Items from a labeling collection:
+ + + + +

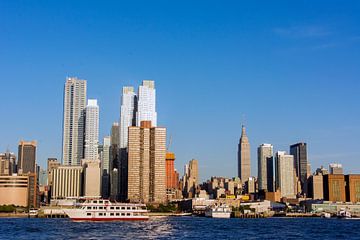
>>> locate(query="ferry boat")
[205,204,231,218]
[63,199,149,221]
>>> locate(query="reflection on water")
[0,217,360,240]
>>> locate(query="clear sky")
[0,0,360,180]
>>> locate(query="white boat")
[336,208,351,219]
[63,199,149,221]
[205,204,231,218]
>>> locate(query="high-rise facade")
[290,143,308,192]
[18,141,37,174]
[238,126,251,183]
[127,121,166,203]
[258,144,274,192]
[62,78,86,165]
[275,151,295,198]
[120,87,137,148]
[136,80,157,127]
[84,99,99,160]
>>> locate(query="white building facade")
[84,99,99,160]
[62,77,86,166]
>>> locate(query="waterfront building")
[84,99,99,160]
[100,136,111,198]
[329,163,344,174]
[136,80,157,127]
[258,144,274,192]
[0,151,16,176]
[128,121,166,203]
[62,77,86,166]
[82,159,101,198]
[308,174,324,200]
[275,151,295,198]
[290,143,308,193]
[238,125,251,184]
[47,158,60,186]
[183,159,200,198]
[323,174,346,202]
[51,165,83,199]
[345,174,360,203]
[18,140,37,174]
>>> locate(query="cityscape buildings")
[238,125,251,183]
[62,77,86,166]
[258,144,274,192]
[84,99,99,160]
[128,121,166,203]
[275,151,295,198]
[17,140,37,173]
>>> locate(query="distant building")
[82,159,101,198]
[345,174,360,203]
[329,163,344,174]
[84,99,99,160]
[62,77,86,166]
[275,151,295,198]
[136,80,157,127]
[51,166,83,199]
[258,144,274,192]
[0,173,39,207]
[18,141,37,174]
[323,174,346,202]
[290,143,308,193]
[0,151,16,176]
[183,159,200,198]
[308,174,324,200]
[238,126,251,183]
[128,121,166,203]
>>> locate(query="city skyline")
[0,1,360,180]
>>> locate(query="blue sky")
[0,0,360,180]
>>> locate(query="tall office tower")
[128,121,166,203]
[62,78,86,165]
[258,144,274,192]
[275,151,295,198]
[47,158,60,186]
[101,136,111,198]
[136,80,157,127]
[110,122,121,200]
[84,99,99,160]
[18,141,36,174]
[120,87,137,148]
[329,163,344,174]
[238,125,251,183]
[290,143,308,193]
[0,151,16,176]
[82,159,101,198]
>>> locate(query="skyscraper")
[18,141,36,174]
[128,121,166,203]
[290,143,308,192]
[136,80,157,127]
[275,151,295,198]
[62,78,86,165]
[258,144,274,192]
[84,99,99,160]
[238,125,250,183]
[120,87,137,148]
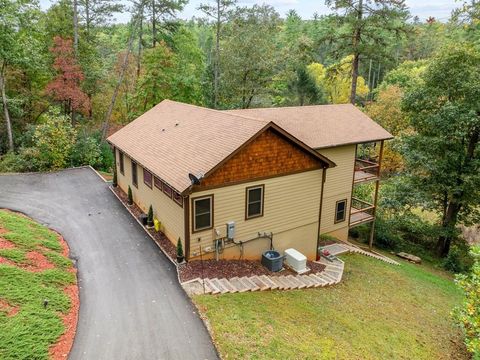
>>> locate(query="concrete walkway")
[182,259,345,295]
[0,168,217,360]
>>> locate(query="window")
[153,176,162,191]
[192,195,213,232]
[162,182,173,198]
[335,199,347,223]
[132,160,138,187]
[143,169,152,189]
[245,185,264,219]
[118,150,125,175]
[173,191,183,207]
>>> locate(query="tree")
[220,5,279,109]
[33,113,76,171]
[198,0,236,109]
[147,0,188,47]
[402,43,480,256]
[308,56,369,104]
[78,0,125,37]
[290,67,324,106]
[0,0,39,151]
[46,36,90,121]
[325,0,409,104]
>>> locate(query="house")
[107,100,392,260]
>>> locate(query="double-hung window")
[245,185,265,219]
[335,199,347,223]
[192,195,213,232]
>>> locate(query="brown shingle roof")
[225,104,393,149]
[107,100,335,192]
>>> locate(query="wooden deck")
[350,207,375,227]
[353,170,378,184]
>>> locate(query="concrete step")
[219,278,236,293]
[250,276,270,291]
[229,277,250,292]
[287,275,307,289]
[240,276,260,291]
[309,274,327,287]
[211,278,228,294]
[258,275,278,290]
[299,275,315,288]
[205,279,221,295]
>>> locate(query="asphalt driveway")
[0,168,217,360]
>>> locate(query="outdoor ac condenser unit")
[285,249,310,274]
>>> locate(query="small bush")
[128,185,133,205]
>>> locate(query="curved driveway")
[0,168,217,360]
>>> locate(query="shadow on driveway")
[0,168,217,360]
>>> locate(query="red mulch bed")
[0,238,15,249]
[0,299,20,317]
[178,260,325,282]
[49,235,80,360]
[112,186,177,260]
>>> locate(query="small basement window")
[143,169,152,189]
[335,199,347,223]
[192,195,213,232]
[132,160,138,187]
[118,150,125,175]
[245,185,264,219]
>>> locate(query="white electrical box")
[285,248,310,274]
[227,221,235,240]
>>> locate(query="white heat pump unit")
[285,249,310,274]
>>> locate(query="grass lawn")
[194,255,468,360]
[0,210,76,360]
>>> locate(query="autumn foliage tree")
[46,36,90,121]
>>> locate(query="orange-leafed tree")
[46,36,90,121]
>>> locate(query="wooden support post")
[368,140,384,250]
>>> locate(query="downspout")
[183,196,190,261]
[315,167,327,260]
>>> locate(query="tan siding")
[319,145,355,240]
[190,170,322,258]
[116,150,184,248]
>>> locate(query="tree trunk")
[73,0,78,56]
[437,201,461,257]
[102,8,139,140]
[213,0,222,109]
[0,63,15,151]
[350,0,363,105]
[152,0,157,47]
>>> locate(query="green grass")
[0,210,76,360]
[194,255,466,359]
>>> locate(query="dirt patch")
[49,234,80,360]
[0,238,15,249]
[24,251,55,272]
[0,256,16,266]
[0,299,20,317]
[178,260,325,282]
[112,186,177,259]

+ + + + +

GIVEN PROBLEM: Write out the items word for word, starting from the beginning and continuing through the line containing "[17,140,37,173]". Leave the pictures out of your answer.

EXERCISE SOLUTION:
>>> locate(query="ferry boat")
[205,204,231,218]
[63,199,149,221]
>>> locate(query="reflection on water")
[0,217,360,240]
>>> locate(query="clear sky")
[0,0,360,180]
>>> locate(query="white boat")
[336,208,351,219]
[63,199,149,221]
[205,204,231,218]
>>> locate(query="high-rise facade")
[290,143,308,192]
[18,141,37,174]
[238,126,251,183]
[127,121,166,203]
[258,144,274,192]
[62,78,86,165]
[275,151,295,198]
[120,87,137,148]
[136,80,157,127]
[84,99,99,160]
>>> locate(query="white building facade")
[84,99,99,160]
[62,77,86,166]
>>> locate(query="waterfront building")
[84,99,99,160]
[100,136,111,198]
[329,163,344,174]
[136,80,157,127]
[258,144,274,192]
[0,151,16,176]
[128,121,166,203]
[62,77,86,166]
[82,159,101,198]
[308,174,324,200]
[275,151,295,198]
[290,143,308,193]
[238,125,251,184]
[47,158,60,186]
[183,159,200,198]
[323,174,346,202]
[51,165,83,199]
[345,174,360,203]
[18,140,37,174]
>>> locate(query="cityscape buildings")
[238,125,251,183]
[62,77,86,166]
[258,144,274,192]
[84,99,99,160]
[128,121,166,203]
[275,151,295,198]
[17,140,37,173]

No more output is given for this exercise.